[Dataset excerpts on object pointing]
▬▬▬▬▬▬▬▬▬▬
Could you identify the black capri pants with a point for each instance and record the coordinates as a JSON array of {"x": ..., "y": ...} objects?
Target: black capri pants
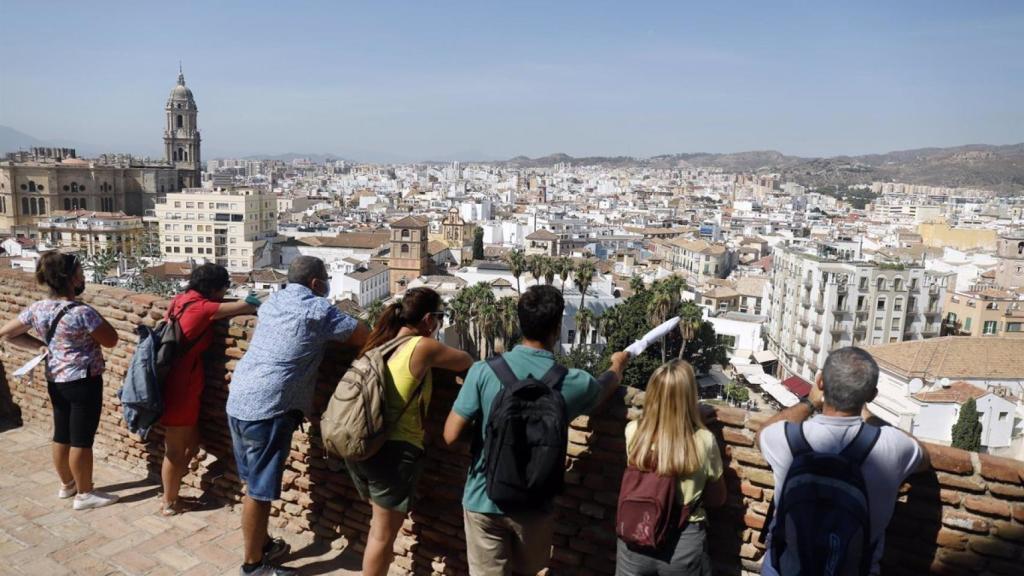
[{"x": 77, "y": 406}]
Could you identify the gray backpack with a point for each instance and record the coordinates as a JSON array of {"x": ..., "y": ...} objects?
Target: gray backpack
[{"x": 353, "y": 424}]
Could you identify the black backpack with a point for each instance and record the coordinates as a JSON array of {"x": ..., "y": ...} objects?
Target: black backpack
[
  {"x": 526, "y": 439},
  {"x": 823, "y": 518}
]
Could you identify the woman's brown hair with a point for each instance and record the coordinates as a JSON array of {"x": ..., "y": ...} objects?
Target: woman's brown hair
[
  {"x": 408, "y": 312},
  {"x": 56, "y": 271}
]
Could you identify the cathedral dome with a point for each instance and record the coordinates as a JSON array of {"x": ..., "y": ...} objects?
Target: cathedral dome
[{"x": 181, "y": 92}]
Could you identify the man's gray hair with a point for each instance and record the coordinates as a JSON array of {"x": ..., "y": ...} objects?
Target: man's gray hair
[
  {"x": 304, "y": 270},
  {"x": 851, "y": 379}
]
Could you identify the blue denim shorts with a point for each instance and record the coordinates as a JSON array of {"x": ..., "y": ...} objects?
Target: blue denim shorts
[{"x": 261, "y": 448}]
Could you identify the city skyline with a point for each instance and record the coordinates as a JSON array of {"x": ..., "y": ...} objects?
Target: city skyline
[{"x": 492, "y": 84}]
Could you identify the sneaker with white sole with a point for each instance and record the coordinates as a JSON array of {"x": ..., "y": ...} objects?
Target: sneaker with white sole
[
  {"x": 94, "y": 499},
  {"x": 67, "y": 490}
]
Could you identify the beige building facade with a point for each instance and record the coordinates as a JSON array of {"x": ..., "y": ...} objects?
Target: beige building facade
[
  {"x": 91, "y": 233},
  {"x": 232, "y": 228}
]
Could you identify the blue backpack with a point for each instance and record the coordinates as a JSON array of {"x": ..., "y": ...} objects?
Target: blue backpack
[
  {"x": 142, "y": 393},
  {"x": 822, "y": 525}
]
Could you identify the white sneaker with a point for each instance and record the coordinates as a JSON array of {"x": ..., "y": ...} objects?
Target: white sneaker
[
  {"x": 94, "y": 499},
  {"x": 67, "y": 491}
]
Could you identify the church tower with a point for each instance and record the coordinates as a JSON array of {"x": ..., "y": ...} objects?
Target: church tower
[{"x": 181, "y": 134}]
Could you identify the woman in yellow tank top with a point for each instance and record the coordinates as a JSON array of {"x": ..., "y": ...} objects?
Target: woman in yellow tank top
[{"x": 387, "y": 480}]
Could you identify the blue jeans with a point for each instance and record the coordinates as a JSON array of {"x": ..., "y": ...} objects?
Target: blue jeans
[{"x": 261, "y": 448}]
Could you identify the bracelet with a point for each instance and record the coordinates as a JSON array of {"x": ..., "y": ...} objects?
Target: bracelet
[{"x": 809, "y": 404}]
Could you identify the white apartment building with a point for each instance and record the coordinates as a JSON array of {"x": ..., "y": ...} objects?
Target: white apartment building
[
  {"x": 89, "y": 232},
  {"x": 820, "y": 301},
  {"x": 231, "y": 228}
]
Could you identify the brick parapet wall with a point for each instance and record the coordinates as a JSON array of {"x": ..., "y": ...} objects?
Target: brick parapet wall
[{"x": 965, "y": 517}]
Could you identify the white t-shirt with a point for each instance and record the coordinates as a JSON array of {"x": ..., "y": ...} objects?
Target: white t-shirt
[{"x": 895, "y": 455}]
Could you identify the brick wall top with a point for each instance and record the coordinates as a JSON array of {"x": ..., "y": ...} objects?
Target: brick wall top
[{"x": 965, "y": 516}]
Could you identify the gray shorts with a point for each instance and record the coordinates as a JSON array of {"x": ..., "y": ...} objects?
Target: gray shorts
[{"x": 687, "y": 558}]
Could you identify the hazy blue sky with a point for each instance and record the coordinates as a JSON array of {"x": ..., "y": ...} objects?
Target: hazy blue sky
[{"x": 436, "y": 80}]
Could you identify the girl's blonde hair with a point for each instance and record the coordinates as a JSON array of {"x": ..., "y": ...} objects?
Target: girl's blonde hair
[{"x": 664, "y": 440}]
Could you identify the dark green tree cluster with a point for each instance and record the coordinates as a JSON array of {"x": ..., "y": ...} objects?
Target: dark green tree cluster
[{"x": 967, "y": 430}]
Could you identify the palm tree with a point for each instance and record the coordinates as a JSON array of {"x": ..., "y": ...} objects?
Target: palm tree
[
  {"x": 636, "y": 284},
  {"x": 689, "y": 324},
  {"x": 517, "y": 263},
  {"x": 374, "y": 311},
  {"x": 583, "y": 278},
  {"x": 563, "y": 265},
  {"x": 550, "y": 271},
  {"x": 536, "y": 265},
  {"x": 508, "y": 314},
  {"x": 658, "y": 310},
  {"x": 585, "y": 321}
]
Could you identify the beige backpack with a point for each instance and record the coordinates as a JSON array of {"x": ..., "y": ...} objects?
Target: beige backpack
[{"x": 353, "y": 426}]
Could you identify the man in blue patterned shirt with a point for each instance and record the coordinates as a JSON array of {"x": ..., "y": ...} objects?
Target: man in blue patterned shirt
[{"x": 272, "y": 388}]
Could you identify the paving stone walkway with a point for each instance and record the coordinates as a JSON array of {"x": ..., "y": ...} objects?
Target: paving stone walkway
[{"x": 41, "y": 535}]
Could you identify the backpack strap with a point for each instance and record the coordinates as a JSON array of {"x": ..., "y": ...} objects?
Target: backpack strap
[
  {"x": 796, "y": 439},
  {"x": 862, "y": 444},
  {"x": 56, "y": 320},
  {"x": 555, "y": 376},
  {"x": 503, "y": 370}
]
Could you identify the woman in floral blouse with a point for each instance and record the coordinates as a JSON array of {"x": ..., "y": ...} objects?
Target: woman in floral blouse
[{"x": 71, "y": 334}]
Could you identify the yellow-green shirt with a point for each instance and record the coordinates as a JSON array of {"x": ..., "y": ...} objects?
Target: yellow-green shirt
[
  {"x": 710, "y": 470},
  {"x": 400, "y": 386}
]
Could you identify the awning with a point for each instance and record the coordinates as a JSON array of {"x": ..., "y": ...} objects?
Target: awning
[{"x": 798, "y": 385}]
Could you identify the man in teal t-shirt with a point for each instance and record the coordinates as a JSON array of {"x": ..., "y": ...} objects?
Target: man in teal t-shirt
[{"x": 499, "y": 543}]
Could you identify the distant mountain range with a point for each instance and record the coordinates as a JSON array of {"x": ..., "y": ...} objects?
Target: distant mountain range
[{"x": 993, "y": 167}]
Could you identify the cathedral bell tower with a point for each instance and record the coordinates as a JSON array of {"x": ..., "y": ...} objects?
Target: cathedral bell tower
[{"x": 181, "y": 138}]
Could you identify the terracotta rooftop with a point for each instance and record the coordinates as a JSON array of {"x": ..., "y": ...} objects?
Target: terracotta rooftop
[
  {"x": 954, "y": 358},
  {"x": 542, "y": 235},
  {"x": 958, "y": 392}
]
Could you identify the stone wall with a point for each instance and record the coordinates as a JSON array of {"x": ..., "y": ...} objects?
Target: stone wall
[{"x": 968, "y": 516}]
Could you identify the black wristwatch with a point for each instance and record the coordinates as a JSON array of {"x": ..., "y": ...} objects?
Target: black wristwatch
[{"x": 806, "y": 400}]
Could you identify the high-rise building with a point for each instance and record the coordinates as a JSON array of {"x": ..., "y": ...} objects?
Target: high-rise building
[
  {"x": 181, "y": 138},
  {"x": 231, "y": 228},
  {"x": 821, "y": 300}
]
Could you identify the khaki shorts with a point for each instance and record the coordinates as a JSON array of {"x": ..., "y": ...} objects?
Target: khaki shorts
[{"x": 498, "y": 545}]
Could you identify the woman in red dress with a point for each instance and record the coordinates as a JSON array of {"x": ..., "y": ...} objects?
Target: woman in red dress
[{"x": 197, "y": 309}]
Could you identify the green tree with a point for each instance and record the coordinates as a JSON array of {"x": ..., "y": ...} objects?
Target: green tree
▬▬▬▬▬▬▬▬▬▬
• WHAT YOU ARE ASKED TO DO: Repeat exactly the lines from the one containing "Could you identify the awning" through the last line of the records above, both included, and nothing else.

• SOLUTION TO THIS PROBLEM:
Could you identify the awning with a point for each instance and record the coordinates as a JSON array of {"x": ..., "y": ...} objects?
Target: awning
[{"x": 798, "y": 385}]
Could you identify the man in teal t-shirt with a point for each instance and record the coordinates as a JSON array of {"x": ..., "y": ...} objects?
Target: man in teal t-shirt
[{"x": 499, "y": 543}]
Could you identify the distant mountain range with a point for each instance and record the coordinates as a JSON array of {"x": ..., "y": ...} objects?
Target: distant mountain range
[{"x": 993, "y": 167}]
Could you identify the cathedral bell tower with a point for each instance and record the coordinates as a JSON array of {"x": ..., "y": ...} objects?
Target: cathedral bell tower
[{"x": 181, "y": 138}]
Could you identify the terracotta rooftop with a point for each instance and record the coordinates as a JSON array of {"x": ..., "y": ...} objects?
Target: terracotta rooftop
[
  {"x": 954, "y": 358},
  {"x": 542, "y": 235},
  {"x": 958, "y": 392}
]
Could you identify the stone wall with a point for each instance and record the coordinates as a JSON array of {"x": ..., "y": ...} objects?
Target: stone wall
[{"x": 968, "y": 516}]
Could you identify the black wristwatch with a point for each instance and record the coordinates as a JSON array of {"x": ..., "y": ...} objects?
Target: black wristwatch
[{"x": 806, "y": 400}]
Could you identify the high-rise building with a point for each instance and record the coordinates as a JSON array of {"x": ..., "y": ...} objects?
Target: high-rise building
[
  {"x": 181, "y": 138},
  {"x": 231, "y": 228},
  {"x": 821, "y": 300}
]
Could you identify the khaki shorts with a point for each instance and record the coordinates as a JSON array of {"x": ..., "y": ...} objects?
Target: khaki shorts
[{"x": 498, "y": 545}]
Could you identify the woman in red dress with a point for each instance and record the coordinates as a JSON array of {"x": ..., "y": ...} objects?
Target: woman in red dress
[{"x": 197, "y": 309}]
Could you identify the green tree with a point for each instance and record the coordinates as a JSON array of {"x": ..., "y": ...} objects?
Target: green tree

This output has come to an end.